[START Data for this exercise]

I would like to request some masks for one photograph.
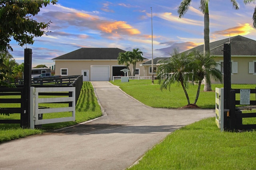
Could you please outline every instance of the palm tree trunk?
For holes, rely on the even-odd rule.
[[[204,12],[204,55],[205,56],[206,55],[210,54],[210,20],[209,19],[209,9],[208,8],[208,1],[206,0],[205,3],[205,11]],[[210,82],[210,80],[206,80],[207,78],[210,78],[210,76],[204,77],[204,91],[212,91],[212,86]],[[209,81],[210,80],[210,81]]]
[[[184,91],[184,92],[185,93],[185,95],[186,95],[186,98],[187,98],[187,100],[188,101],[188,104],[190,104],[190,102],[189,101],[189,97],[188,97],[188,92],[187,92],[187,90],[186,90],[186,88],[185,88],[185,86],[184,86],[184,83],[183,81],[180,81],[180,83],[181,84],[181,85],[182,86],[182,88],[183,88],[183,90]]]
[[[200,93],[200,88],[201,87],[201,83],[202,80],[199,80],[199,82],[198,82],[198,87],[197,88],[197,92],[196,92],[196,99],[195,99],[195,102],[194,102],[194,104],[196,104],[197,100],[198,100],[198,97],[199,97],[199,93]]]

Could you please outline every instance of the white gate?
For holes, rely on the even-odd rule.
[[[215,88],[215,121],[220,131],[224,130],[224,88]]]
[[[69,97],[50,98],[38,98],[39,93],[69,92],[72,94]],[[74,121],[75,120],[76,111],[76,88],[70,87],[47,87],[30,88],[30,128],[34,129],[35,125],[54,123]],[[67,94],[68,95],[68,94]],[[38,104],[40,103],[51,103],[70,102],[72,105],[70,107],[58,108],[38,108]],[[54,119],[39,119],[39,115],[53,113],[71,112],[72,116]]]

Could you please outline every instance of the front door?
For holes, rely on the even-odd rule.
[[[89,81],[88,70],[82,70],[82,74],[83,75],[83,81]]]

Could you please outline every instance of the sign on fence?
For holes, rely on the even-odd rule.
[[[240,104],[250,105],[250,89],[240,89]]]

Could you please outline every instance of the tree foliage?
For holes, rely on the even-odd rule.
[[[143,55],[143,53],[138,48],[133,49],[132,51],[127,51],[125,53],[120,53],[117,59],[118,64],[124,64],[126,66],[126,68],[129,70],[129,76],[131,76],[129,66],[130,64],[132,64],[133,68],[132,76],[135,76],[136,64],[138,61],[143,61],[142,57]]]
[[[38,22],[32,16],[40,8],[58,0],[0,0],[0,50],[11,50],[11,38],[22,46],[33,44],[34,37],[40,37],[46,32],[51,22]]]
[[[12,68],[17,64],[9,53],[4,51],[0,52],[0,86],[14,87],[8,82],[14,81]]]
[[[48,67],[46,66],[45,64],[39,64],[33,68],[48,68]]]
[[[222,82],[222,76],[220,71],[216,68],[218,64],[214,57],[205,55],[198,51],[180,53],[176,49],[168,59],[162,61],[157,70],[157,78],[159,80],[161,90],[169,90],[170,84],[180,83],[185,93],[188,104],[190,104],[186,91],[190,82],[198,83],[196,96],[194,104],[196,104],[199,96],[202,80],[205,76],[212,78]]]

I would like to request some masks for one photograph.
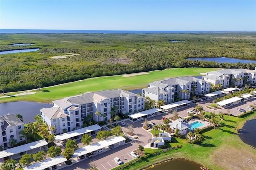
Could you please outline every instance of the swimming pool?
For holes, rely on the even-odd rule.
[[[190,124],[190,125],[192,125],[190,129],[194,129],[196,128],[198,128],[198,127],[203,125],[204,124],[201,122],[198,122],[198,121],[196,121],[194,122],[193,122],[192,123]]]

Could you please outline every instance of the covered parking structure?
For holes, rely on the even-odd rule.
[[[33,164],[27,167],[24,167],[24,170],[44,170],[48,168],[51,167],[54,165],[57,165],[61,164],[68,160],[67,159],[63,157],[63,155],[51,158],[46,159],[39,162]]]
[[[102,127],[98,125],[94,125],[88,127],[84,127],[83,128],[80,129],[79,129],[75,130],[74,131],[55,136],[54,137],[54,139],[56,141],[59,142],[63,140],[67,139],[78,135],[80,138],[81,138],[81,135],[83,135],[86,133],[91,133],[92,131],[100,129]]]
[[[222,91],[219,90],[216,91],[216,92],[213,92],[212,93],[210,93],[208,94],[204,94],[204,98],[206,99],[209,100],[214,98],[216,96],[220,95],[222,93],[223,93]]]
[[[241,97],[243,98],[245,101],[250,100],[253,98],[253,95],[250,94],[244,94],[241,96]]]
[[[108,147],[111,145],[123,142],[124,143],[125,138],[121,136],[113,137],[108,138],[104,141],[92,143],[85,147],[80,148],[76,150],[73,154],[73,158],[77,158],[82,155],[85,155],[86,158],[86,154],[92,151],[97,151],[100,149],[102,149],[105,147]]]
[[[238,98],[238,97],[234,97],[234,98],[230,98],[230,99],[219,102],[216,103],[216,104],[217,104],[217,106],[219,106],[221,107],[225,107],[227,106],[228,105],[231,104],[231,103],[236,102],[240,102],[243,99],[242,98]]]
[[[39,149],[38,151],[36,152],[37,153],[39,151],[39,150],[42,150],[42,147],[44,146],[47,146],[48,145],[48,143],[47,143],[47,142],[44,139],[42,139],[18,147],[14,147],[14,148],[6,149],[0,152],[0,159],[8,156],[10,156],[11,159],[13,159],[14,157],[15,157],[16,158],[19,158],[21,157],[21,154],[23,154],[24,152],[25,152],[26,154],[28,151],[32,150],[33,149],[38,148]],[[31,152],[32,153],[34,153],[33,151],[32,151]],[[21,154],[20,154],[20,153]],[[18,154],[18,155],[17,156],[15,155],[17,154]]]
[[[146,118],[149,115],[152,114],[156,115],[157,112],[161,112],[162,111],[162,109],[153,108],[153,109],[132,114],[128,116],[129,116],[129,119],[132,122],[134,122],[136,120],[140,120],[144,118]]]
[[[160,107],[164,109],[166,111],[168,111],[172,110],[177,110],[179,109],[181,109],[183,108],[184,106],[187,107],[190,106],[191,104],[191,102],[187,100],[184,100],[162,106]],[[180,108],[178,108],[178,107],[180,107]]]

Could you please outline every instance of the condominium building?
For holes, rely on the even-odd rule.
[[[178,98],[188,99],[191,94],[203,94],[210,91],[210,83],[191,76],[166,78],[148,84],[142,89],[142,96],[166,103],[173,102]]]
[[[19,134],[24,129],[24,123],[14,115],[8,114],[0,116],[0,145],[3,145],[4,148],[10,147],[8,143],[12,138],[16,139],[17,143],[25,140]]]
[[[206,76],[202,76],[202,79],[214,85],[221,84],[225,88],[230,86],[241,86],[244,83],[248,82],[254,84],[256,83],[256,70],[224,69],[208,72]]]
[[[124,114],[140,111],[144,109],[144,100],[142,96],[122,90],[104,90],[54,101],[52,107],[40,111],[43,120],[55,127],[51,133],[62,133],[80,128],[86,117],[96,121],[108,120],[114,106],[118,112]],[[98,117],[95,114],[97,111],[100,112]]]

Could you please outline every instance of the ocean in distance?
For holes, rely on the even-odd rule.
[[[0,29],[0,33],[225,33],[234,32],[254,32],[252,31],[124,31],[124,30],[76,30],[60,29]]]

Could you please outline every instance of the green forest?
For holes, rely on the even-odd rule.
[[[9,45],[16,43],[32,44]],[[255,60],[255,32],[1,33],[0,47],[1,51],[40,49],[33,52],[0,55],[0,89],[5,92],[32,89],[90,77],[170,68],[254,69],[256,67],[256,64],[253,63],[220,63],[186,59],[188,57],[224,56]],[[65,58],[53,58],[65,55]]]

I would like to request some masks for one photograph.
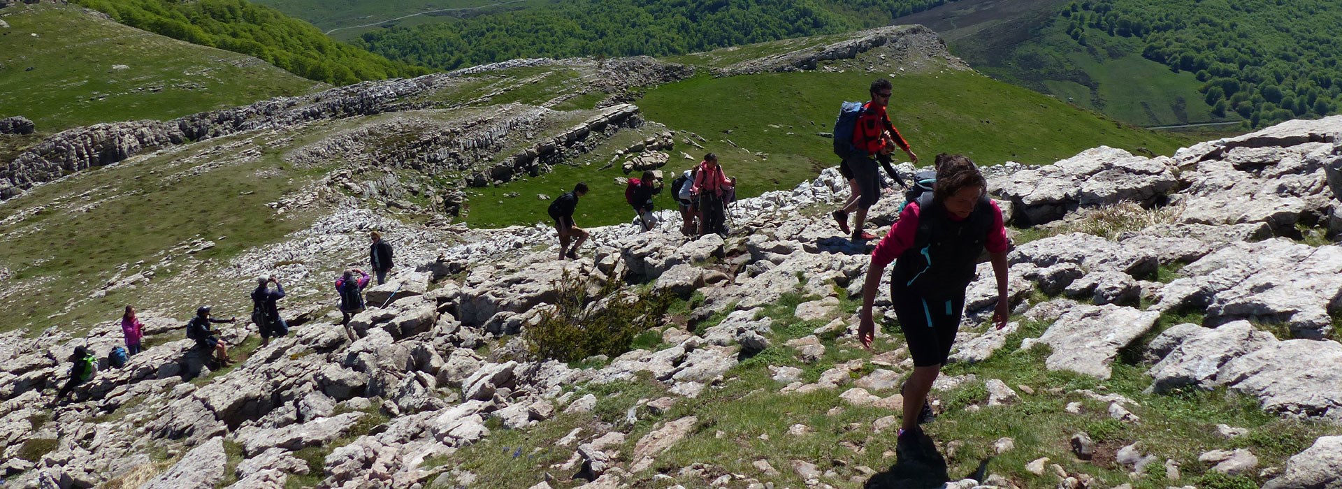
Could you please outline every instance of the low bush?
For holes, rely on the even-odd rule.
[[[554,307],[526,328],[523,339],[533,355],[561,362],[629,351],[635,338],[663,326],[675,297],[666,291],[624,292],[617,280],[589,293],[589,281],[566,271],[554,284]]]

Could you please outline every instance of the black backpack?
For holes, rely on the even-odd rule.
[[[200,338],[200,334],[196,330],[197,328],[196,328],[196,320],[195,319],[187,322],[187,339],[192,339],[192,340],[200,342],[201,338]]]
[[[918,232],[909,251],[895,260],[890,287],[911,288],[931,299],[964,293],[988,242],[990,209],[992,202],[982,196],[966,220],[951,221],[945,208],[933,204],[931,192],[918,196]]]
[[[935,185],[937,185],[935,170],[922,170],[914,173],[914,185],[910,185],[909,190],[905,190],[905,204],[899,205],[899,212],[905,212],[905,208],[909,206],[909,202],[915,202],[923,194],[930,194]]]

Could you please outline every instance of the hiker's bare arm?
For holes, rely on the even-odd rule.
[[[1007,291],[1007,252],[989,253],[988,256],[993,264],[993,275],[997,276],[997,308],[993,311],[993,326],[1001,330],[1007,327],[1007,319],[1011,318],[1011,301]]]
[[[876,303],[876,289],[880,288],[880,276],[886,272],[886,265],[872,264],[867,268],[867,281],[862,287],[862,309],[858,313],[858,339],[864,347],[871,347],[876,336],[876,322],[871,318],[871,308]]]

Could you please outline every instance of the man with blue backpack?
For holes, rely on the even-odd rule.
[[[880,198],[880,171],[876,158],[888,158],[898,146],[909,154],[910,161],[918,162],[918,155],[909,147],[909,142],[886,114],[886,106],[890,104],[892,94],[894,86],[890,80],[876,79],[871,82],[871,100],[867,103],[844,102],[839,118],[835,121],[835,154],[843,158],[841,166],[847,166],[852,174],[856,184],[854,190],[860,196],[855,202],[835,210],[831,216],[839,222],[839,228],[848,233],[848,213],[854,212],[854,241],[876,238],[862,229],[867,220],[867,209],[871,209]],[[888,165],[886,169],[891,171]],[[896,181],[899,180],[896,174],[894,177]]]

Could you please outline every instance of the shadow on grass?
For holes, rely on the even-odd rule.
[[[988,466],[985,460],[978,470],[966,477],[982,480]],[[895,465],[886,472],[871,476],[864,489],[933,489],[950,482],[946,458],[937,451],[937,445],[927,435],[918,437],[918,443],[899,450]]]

[END Data for this exercise]
[START Data for this exercise]

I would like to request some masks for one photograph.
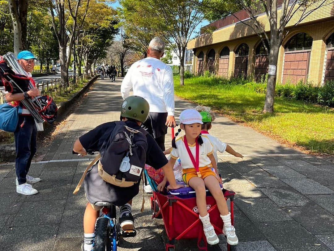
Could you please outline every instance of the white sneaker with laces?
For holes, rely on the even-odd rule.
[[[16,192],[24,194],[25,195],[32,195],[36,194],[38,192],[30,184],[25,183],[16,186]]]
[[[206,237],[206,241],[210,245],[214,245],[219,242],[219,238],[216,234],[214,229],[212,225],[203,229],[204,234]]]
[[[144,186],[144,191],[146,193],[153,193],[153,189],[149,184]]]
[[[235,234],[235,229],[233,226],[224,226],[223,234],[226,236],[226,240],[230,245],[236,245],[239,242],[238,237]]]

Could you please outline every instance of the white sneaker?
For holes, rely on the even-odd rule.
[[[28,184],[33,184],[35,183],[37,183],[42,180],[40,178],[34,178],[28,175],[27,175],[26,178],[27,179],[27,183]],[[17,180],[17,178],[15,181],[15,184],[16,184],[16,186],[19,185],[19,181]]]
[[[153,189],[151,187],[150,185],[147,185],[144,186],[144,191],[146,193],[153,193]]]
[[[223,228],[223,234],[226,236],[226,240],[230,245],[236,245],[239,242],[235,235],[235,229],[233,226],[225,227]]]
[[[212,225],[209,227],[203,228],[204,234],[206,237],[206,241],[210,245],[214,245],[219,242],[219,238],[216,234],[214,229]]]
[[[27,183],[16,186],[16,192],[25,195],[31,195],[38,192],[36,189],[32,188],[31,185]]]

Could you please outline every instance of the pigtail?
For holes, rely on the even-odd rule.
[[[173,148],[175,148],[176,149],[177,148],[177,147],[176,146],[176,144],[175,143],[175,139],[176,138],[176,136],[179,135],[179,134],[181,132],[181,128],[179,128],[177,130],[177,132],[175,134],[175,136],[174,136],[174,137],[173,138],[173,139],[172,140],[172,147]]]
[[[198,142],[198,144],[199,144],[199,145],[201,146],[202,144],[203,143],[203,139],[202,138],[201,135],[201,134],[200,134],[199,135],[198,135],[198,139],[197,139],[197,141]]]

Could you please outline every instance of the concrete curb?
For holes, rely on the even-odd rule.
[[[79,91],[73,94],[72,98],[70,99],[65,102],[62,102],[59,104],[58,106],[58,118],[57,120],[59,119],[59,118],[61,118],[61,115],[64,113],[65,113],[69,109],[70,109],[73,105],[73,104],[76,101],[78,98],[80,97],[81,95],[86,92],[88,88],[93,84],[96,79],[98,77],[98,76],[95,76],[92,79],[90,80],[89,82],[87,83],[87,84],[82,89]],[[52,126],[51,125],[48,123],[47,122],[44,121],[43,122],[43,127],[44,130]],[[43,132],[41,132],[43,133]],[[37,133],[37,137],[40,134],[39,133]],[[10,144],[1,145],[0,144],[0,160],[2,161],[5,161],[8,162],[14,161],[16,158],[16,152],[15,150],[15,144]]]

[END Data for this exercise]
[START Data for this exercise]

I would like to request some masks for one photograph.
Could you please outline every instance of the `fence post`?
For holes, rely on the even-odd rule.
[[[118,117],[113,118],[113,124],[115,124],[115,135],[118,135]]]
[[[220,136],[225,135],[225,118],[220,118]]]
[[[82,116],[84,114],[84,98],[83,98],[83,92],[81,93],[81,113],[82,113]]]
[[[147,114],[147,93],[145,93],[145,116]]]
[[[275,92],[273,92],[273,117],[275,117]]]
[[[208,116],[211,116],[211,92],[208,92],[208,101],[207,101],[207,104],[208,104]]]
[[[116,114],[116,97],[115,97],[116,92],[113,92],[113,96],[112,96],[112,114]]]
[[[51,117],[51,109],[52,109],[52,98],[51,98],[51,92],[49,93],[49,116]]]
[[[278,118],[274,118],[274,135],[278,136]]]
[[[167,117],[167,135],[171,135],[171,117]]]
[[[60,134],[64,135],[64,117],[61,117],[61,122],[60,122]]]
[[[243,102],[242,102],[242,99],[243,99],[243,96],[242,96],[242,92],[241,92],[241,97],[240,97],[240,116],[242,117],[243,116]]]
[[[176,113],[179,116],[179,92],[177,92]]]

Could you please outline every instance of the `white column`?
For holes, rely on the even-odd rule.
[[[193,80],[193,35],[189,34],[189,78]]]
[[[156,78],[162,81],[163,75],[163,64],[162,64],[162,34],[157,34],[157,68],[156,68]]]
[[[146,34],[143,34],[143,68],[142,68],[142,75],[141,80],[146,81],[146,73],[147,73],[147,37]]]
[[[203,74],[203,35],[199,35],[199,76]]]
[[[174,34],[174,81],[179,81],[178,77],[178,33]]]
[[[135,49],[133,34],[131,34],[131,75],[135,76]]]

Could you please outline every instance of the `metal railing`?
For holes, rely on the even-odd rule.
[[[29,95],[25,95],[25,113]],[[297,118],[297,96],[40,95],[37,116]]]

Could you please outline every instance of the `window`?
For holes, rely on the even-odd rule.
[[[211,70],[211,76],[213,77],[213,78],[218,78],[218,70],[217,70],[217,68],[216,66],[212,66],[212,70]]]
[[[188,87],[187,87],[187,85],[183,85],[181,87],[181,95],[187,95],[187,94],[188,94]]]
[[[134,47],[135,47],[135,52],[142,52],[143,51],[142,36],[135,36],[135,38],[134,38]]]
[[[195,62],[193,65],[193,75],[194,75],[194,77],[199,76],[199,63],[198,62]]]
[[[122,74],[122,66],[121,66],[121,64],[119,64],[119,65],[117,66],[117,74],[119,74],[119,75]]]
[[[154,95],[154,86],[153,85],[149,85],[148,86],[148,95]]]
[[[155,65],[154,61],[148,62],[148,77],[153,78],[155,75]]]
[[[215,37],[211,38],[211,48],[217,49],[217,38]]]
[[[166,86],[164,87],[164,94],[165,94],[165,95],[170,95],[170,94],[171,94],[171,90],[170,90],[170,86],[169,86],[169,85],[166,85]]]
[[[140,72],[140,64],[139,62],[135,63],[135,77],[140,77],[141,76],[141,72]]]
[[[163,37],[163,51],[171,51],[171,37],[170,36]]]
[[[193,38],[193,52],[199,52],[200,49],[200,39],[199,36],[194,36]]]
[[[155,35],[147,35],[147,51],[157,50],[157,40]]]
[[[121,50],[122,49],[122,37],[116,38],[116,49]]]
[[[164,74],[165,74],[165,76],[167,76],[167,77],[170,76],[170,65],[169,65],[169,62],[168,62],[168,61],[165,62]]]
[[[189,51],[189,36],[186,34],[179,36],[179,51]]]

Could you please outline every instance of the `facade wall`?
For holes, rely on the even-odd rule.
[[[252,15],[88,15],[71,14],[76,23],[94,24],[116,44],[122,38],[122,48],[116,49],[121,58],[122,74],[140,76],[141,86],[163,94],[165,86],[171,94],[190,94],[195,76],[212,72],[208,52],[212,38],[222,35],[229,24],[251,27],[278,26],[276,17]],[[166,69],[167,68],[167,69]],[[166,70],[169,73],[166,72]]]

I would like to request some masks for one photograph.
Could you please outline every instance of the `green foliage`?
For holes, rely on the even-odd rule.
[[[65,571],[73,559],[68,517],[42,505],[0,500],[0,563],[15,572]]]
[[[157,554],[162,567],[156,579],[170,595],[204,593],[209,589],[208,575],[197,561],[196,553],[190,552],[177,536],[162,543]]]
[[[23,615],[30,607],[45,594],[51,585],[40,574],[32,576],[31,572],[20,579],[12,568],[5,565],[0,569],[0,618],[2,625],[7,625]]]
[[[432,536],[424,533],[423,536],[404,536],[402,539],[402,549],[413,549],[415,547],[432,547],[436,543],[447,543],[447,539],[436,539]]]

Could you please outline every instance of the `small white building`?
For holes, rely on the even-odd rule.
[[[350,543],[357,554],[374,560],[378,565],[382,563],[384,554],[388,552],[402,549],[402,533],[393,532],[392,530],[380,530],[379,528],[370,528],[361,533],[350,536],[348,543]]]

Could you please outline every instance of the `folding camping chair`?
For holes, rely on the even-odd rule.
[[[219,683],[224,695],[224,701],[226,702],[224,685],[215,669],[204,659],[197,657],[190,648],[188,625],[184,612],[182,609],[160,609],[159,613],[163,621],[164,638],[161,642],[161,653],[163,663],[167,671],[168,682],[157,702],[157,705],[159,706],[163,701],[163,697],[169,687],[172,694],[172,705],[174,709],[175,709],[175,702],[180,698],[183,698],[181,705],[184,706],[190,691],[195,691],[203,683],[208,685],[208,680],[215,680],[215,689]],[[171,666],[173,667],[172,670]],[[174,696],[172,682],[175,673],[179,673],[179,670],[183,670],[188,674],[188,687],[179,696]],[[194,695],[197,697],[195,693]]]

[END Data for this exercise]

=== What is required ===
Please count the lines of the records that contain the string "sneaker", treating case as significant, and reply with only the number.

=== Exercise output ===
2